_Exercise_: Render the records as a numbered list, from the very start down through the line that contains "x=331, y=131", and leave out any blank lines.

_Stored items from a collection_:
-- -- --

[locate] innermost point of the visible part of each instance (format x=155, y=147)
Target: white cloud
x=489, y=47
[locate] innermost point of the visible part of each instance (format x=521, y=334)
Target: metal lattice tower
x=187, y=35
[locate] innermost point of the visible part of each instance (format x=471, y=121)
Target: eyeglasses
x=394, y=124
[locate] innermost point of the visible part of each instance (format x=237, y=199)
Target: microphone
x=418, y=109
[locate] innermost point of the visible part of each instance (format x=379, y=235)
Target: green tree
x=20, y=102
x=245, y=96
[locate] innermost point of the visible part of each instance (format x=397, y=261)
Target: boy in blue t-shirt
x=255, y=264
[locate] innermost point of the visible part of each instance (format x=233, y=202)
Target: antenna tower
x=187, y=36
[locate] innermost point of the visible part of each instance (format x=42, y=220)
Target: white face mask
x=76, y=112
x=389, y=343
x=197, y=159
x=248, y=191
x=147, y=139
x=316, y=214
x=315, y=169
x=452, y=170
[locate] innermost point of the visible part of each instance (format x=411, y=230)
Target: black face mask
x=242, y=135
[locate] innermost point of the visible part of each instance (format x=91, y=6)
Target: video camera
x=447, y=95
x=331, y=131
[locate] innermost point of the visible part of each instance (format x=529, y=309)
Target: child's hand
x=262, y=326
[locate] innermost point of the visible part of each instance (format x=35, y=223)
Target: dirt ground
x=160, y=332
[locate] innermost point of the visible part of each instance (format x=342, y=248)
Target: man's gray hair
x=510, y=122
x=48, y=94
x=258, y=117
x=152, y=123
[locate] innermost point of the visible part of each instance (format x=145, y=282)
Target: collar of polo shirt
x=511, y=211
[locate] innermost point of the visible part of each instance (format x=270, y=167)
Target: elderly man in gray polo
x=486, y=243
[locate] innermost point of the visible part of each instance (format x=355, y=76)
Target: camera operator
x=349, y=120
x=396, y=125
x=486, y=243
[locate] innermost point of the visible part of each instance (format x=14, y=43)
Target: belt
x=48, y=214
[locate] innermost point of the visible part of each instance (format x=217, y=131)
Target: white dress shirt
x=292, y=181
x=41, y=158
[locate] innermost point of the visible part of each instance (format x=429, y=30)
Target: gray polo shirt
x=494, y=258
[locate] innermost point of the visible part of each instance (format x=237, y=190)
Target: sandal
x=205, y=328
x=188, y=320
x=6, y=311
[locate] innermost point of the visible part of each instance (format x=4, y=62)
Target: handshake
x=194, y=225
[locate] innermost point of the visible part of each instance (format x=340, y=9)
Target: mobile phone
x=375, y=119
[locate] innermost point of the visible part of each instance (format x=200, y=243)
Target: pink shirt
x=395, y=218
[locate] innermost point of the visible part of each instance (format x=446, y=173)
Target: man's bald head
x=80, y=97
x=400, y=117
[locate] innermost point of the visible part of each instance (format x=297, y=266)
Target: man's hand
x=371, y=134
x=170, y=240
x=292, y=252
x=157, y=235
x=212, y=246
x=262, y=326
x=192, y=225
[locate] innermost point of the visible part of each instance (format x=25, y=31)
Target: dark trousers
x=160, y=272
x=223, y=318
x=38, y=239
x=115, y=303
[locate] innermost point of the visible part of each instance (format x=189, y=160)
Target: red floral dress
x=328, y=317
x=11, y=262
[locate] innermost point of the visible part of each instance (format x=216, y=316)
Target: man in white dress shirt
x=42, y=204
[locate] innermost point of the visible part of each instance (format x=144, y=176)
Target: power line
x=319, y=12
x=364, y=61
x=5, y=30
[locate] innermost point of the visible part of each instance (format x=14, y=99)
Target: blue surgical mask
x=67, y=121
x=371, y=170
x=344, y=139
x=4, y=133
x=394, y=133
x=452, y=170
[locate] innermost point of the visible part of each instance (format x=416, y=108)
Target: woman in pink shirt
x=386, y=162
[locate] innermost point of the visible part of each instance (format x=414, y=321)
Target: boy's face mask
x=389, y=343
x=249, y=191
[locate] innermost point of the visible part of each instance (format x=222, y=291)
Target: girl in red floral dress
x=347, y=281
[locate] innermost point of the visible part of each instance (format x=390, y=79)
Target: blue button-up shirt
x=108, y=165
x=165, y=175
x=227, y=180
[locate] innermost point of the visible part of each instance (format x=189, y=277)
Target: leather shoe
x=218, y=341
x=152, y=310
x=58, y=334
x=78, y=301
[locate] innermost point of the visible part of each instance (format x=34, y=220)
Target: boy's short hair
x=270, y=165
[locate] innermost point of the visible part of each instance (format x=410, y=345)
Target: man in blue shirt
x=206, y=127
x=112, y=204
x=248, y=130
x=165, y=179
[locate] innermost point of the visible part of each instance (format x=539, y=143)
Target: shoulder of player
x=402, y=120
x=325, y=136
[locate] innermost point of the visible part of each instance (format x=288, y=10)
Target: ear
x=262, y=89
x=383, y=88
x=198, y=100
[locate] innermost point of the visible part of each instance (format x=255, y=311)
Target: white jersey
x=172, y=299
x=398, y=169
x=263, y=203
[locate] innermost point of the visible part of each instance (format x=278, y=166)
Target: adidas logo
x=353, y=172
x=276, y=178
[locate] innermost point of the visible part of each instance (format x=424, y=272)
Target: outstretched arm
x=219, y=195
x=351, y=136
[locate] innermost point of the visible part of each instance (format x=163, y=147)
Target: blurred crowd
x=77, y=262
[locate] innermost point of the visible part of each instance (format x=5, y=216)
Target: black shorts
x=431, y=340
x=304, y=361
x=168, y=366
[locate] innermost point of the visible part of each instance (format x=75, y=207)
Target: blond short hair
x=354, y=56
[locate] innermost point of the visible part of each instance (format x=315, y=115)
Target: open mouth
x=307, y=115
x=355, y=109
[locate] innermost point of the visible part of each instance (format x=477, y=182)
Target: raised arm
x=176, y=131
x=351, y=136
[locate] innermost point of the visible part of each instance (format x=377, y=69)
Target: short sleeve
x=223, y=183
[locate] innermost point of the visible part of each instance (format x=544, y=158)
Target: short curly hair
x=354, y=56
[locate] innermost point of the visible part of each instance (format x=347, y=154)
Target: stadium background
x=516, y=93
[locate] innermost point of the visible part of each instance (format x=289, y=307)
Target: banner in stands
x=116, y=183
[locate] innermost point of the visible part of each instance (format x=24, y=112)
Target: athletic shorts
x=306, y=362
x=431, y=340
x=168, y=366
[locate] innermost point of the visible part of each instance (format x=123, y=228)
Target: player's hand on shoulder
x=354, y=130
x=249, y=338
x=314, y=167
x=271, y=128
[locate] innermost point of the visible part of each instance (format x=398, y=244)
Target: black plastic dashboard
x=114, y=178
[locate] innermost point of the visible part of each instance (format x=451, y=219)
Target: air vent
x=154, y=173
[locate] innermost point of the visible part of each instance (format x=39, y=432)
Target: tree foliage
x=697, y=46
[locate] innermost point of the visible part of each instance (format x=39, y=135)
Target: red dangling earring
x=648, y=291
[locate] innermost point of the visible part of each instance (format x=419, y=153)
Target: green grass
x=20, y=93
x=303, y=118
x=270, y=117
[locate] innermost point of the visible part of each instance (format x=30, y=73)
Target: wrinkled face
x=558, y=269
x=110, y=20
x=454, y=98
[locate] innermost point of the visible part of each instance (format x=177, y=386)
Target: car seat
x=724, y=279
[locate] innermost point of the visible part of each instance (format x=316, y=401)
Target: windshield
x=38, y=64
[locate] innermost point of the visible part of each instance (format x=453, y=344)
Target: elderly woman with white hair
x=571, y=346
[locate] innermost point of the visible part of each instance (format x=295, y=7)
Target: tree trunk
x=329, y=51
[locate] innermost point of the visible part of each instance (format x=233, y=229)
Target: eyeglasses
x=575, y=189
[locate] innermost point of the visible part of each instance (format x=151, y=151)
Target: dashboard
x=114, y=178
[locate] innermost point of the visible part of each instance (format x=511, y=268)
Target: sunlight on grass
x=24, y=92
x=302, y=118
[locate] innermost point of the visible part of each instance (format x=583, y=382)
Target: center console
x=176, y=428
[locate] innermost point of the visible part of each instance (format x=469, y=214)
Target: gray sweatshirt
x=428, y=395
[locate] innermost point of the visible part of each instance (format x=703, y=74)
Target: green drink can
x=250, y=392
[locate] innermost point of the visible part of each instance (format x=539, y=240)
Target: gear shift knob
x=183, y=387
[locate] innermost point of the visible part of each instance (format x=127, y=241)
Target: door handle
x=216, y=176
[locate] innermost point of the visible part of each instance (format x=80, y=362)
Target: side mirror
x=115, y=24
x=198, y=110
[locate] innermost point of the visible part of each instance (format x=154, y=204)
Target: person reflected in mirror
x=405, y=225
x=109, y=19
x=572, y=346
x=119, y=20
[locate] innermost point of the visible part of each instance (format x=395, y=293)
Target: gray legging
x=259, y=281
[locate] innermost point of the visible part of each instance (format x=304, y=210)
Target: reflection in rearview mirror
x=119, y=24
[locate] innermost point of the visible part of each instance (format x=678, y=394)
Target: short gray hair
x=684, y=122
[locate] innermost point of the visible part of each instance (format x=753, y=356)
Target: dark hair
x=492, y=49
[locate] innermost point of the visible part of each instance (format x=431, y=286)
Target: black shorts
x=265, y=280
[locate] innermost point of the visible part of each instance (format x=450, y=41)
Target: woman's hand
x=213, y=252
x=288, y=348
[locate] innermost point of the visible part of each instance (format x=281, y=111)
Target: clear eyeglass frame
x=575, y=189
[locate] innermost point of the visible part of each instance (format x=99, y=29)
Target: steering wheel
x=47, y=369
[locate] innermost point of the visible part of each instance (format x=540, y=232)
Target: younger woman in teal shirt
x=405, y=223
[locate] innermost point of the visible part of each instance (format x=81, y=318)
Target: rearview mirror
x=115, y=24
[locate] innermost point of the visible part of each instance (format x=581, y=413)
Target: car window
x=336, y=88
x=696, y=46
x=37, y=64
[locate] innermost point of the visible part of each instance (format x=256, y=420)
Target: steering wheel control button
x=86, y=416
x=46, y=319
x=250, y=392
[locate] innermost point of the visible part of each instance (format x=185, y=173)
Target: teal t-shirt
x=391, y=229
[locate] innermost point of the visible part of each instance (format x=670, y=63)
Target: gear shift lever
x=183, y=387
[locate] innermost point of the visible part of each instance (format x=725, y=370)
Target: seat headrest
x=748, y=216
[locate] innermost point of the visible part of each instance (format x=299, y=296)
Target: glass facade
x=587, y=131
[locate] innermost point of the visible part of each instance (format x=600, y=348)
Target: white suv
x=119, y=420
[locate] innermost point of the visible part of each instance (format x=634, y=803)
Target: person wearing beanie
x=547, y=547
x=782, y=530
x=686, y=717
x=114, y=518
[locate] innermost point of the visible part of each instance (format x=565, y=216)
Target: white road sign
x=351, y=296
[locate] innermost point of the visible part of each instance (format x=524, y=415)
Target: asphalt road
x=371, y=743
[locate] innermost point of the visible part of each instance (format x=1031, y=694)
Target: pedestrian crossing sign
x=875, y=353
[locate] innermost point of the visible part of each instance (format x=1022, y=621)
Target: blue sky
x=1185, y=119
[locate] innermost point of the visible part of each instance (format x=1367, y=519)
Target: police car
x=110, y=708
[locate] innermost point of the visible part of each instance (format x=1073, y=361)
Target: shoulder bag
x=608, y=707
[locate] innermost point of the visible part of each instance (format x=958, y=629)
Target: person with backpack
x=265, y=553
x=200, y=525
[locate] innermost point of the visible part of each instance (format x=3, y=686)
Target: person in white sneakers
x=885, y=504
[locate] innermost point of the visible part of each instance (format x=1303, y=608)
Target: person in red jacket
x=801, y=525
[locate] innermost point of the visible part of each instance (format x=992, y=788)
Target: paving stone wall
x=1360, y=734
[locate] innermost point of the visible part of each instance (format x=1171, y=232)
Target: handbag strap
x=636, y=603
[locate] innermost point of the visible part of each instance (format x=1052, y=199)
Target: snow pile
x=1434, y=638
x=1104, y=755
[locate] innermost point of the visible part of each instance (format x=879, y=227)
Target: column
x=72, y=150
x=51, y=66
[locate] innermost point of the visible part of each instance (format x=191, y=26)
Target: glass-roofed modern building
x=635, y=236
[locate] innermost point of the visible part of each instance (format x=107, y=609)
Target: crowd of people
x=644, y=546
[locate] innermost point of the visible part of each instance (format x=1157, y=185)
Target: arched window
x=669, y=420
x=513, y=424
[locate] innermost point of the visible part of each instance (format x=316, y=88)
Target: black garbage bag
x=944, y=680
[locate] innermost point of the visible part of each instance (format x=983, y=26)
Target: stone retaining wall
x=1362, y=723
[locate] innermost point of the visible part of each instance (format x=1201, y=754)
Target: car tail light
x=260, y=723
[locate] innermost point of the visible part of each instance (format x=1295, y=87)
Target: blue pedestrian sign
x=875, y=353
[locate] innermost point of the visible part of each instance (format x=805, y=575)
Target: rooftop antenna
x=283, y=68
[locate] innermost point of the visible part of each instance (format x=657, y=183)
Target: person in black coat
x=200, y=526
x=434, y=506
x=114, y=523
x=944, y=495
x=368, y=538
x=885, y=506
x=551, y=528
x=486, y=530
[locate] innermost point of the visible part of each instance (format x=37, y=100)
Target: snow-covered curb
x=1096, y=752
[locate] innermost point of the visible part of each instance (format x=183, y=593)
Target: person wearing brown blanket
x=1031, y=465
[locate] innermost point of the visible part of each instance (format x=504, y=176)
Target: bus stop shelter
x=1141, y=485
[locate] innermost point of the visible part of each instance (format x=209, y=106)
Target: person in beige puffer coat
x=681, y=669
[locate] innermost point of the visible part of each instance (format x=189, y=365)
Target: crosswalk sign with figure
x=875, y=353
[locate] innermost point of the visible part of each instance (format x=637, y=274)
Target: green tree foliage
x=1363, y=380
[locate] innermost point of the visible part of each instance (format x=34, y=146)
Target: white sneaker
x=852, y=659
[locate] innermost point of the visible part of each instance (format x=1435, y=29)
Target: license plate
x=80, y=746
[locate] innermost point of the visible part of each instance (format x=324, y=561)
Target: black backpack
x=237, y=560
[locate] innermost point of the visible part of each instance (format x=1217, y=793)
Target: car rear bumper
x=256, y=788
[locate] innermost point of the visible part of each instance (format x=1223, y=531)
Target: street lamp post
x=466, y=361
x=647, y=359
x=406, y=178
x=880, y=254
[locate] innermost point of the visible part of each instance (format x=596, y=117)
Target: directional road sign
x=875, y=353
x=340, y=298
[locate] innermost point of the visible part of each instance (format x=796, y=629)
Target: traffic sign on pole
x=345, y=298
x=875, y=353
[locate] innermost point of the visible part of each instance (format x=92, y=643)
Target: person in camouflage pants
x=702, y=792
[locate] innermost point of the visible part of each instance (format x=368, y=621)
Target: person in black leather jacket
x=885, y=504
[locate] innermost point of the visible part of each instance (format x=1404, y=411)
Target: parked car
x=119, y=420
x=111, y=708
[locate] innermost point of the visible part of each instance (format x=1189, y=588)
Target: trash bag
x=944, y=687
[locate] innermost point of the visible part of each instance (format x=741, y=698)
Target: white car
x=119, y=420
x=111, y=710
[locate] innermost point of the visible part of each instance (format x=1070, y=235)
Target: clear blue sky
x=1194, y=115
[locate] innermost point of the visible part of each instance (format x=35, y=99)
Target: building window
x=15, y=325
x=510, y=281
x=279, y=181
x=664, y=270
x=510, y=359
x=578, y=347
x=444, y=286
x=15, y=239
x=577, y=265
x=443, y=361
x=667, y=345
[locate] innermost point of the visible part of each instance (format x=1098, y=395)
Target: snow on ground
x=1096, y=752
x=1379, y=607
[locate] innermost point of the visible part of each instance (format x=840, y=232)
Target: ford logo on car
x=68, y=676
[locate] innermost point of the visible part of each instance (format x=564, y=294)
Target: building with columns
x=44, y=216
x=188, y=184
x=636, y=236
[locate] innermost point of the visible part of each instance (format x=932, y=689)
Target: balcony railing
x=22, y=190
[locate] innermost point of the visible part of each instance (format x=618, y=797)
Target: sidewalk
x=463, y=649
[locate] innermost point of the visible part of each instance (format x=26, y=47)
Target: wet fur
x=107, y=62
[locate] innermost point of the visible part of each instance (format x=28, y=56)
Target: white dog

-- -- --

_In response_:
1. [locate] innermost point of the visible part of each instance (format x=155, y=147)
2. Target: white cloud
3. x=489, y=47
4. [locate] innermost point of the visible part of each instance (format x=521, y=334)
5. Target: metal lattice tower
6. x=187, y=35
7. [locate] innermost point of the visible part of each instance (format x=471, y=121)
8. Target: eyeglasses
9. x=394, y=124
10. [locate] innermost point of the visible part of each instance (format x=237, y=199)
11. Target: microphone
12. x=418, y=109
13. [locate] innermost point of the visible part of each instance (format x=379, y=235)
14. Target: green tree
15. x=20, y=102
16. x=245, y=96
17. [locate] innermost point of the visible part of each instance (format x=397, y=261)
18. Target: boy in blue t-shirt
19. x=255, y=264
20. [locate] innermost point of the visible part of each instance (format x=233, y=202)
21. Target: antenna tower
22. x=187, y=36
23. [locate] innermost point of the visible part of each instance (format x=42, y=220)
24. Target: white face mask
25. x=76, y=112
26. x=389, y=343
27. x=197, y=159
28. x=248, y=191
29. x=147, y=139
30. x=316, y=214
31. x=315, y=169
32. x=452, y=170
33. [locate] innermost point of the visible part of each instance (format x=411, y=230)
34. Target: black face mask
35. x=242, y=135
36. [locate] innermost point of the visible part of each instance (format x=91, y=6)
37. Target: video camera
38. x=447, y=95
39. x=331, y=131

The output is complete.